##### Reading passage

I will support Tony in a few ways with facts. My invoice prices are up x%, I now have to pay around 7-10% on currency and bank fees each invoice. I have to pay 25% customs now on most of my orders. It doesn't matter WHAT the wholesale cost was or how much it went up, my cost of goods is what my retail prices were... no way to stay in business that way without raising prices. I am not BTY, whose hoards of buyers blindly buy expensive lie little sheep, like it, and be the fanboy on the internetz.
Manufacturers are passing on costs to wholesalers, who pass on costs to retailers, who now must pass on costs or stop operations. I am tempted to stop operations myself, I still help people, but it is no longer easy. No one in USA wants to pay $65 usd for a jersey, which is now my cost, no matter how damn good they look and it costs $20+ to letter them... no one wants that, so if I buy inventory, I may be stuck with it... stuck like chuck. you could go big, but in USA, you end up going broke. The USA market can realistically only have two outfits large enough to operate on large scale and actually hire employees and make container sized orders. Trying to go big in that situation is a waste of money.

##########
##### Entries

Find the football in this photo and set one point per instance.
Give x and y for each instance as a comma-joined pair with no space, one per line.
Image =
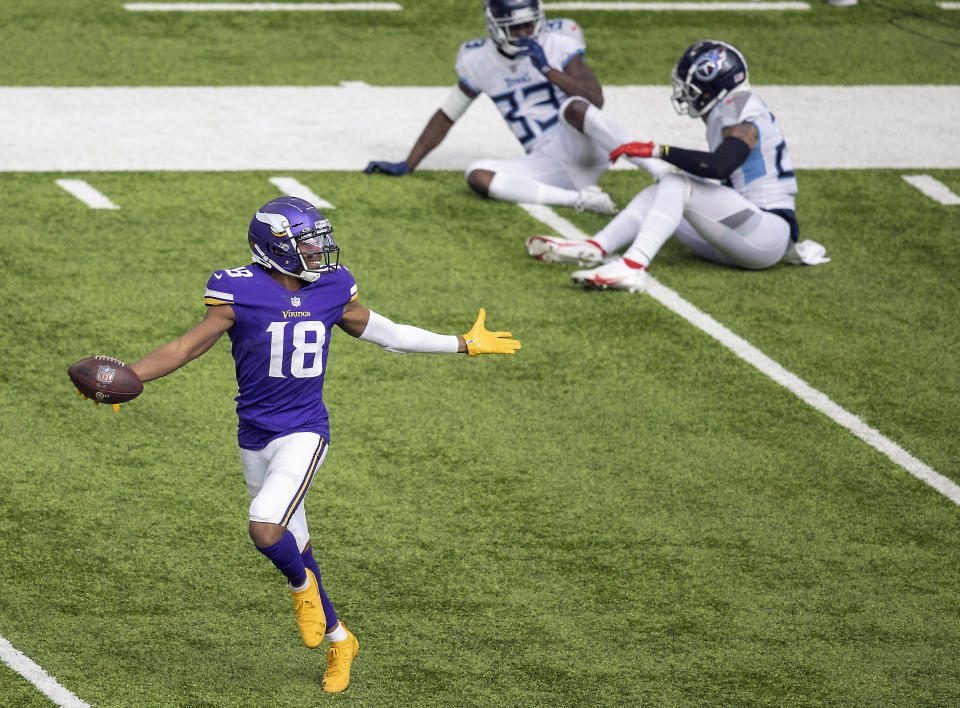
105,379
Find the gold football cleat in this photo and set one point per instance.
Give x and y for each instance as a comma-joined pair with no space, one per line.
310,617
339,660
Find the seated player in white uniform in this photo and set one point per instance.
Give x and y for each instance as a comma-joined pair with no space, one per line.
279,313
747,221
529,67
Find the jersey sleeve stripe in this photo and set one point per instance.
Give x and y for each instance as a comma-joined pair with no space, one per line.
563,64
219,295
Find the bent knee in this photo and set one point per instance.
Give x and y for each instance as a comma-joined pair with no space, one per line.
573,111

##########

Objectives:
(A) Put every line of the listing that follows the post about rising import costs into a numbered list, skipping blank lines. Leave the pictures out.
(B) Write what comes next in the post on rising import costs and jersey prices, starting right after its last sentence.

Per-task outputs:
(A)
1. Find the football in this photo and set one point per instance.
2. Give x and y for each instance as a comma-joined pair with no space, one per line.
3. Image =
4. 105,379
5. Find the gold football cleat in this photo and set one point per instance.
6. Give x and y for each instance as a comma-joined pair with no space, one per line.
7. 310,617
8. 339,660
9. Find the seated player in white uniform in this photo and set one point per instance.
10. Give x and y for each instance as a comma-joined pair with no space, one per line.
11. 279,313
12. 747,221
13. 529,67
14. Find the jersey sleeve stripe in this photo and set one point per instance.
15. Give x and y for each instance as a comma-joined pair with no space, one per line.
16. 563,64
17. 219,295
18. Find the bent knee in this photo and set one point per instance.
19. Give x and y for each instance as a comma-joined pair with no space, one per line.
20. 573,111

(B)
We could extend that conversation to TT gyms in USA. In my city of Sacramento, USA, a 3 Million population area, there are ZERO full time conventional TT clubs. There are very good reasons for this. It is too expensive to lease an operate a space suitable in excess of the income from the number of members paying and kids taking lessons.
A suitable spot is 15,000 sq ft which in a bad part of the city is around 1USD per sq ft per month, plus utilities run 5-10k usd/mo. That is not considering the initial investment of outfitting the floor and lights and paint and minor improvements to make it playable... which would be a loan of 200k going skimpy. That means TT club owner has overhead of $25,000 usd a MONTH that is BEFORE any income. People here are NOT WILLING to pay more than $60 a month to play unlimited, or they do not show up. You could bring in high level coach and give him 1/2 the coaching fees (40usd for coach, 40usd for owner). You would need 200 members paying 60 usd/mo (12k) and 75 kids taking 1 lesson a week (12k) just to break even every month on the core overhead, which are not all the expenses. The clubs here before who tried to make it barely reached 100 members. The market here is not able to support the huge expenses it takes to run a TT club. That is why owners have tried and FAILED and lost money.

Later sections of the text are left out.